## Directive
Return every line in the records below that contains the string "flagpole", matching case exactly.

## Data provided
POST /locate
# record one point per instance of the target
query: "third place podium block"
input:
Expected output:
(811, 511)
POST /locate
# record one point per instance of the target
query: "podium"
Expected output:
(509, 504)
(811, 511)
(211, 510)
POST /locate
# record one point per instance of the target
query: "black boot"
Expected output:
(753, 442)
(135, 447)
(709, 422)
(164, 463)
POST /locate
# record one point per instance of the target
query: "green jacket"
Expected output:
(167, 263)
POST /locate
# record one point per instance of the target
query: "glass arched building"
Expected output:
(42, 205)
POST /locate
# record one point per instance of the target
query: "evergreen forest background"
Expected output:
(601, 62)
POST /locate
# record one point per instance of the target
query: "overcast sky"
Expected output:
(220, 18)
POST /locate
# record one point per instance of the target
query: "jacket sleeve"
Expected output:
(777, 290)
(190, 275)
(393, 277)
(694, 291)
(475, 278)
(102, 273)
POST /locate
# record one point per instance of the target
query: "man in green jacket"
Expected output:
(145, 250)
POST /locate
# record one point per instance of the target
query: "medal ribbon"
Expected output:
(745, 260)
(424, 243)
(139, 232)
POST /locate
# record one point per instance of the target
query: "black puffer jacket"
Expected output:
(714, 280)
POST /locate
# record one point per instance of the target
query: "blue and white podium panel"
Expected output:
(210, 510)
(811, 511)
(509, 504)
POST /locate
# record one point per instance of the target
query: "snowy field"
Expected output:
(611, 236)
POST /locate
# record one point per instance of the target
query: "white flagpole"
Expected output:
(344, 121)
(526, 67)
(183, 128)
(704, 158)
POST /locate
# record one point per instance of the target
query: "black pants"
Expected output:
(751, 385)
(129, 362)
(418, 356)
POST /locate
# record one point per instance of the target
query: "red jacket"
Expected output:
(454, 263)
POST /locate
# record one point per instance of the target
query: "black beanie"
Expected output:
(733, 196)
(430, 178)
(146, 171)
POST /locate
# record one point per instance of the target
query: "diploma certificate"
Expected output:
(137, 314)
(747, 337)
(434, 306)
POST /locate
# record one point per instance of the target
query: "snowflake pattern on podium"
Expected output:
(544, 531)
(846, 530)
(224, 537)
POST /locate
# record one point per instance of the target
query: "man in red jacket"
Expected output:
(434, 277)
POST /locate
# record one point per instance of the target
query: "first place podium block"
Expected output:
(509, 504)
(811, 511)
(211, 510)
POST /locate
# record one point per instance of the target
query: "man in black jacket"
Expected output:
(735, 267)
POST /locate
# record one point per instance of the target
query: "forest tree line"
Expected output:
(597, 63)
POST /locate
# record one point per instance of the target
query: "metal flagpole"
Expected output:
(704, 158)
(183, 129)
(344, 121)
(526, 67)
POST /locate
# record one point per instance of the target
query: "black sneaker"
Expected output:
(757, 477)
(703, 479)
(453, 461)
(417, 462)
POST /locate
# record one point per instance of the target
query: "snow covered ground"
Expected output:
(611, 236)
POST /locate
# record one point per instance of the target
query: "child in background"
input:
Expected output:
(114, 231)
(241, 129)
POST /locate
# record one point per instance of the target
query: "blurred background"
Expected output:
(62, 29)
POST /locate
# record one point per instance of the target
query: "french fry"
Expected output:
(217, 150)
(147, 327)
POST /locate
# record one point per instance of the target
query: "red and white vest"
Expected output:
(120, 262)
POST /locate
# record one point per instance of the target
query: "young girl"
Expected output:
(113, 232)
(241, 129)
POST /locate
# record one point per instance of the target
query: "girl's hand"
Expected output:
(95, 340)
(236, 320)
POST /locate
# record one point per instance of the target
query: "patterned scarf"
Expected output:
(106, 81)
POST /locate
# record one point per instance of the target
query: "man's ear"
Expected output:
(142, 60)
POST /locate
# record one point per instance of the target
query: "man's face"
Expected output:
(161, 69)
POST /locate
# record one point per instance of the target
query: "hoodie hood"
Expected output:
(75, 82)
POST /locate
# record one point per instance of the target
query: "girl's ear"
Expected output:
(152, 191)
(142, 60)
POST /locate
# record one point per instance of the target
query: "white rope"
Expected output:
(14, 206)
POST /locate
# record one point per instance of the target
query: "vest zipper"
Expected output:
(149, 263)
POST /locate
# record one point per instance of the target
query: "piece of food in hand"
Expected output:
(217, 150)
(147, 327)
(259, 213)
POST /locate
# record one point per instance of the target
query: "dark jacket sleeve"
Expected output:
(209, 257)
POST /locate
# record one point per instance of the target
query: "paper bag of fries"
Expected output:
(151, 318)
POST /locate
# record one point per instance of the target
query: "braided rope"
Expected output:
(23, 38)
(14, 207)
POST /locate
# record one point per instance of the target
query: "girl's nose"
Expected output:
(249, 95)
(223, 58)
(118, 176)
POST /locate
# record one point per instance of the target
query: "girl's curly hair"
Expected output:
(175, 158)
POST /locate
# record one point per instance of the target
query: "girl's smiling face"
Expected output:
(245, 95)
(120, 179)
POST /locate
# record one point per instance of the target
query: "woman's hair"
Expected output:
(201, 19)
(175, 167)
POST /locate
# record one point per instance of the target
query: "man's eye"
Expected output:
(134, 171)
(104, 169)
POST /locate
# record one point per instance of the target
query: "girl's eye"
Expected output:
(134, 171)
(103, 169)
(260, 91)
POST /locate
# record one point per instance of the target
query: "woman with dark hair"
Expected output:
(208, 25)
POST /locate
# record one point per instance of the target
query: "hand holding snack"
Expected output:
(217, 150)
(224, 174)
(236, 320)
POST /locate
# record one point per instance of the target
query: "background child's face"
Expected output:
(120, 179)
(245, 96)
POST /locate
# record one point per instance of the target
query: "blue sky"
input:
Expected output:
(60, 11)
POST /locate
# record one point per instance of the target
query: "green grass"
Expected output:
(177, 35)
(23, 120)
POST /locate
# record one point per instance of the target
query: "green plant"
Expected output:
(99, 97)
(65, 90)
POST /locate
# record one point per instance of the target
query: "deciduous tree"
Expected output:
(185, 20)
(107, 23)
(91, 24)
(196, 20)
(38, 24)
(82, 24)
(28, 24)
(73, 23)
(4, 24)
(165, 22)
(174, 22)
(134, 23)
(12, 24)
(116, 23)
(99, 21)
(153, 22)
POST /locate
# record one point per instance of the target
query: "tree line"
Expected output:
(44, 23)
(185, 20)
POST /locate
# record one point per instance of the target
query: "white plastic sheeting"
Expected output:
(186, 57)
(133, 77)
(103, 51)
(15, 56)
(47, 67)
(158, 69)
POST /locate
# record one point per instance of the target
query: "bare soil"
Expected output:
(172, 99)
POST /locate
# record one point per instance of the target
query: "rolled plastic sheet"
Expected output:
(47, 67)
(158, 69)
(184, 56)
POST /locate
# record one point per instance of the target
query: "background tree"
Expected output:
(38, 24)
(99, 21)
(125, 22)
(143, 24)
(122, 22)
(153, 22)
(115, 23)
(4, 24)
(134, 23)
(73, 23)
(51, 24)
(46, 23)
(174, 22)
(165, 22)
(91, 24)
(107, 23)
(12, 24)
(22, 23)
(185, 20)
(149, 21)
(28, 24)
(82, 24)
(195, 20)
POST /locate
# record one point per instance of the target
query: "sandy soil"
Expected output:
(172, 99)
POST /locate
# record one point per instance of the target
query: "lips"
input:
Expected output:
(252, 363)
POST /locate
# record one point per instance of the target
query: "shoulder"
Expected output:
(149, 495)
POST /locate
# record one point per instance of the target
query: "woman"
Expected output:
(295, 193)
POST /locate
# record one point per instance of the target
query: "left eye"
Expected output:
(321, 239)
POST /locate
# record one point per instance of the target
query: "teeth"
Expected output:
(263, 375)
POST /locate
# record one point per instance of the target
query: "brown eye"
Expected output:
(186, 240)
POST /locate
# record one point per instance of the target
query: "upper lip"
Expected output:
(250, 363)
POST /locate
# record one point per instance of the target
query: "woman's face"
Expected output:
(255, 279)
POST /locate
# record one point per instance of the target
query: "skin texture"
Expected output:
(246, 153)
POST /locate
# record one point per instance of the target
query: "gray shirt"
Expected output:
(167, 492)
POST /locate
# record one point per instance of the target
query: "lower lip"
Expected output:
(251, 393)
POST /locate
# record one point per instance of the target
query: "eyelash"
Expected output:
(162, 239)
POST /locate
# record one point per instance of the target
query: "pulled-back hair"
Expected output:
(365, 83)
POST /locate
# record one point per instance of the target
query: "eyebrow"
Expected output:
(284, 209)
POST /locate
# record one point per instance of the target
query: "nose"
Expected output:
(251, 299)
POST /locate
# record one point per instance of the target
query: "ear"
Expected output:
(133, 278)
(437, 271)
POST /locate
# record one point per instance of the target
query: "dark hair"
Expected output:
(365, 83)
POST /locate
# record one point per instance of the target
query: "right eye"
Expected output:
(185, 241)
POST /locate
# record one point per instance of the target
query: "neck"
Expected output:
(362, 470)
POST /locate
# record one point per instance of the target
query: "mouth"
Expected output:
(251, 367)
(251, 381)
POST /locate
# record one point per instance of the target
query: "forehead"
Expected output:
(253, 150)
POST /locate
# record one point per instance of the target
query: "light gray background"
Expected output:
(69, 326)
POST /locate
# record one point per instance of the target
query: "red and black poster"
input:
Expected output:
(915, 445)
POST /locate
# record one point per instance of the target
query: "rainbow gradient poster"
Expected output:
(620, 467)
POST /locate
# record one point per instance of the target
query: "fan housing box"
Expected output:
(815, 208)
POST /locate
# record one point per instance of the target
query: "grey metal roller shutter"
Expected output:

## The response
query: "white flagpole"
query: "metal flagpole"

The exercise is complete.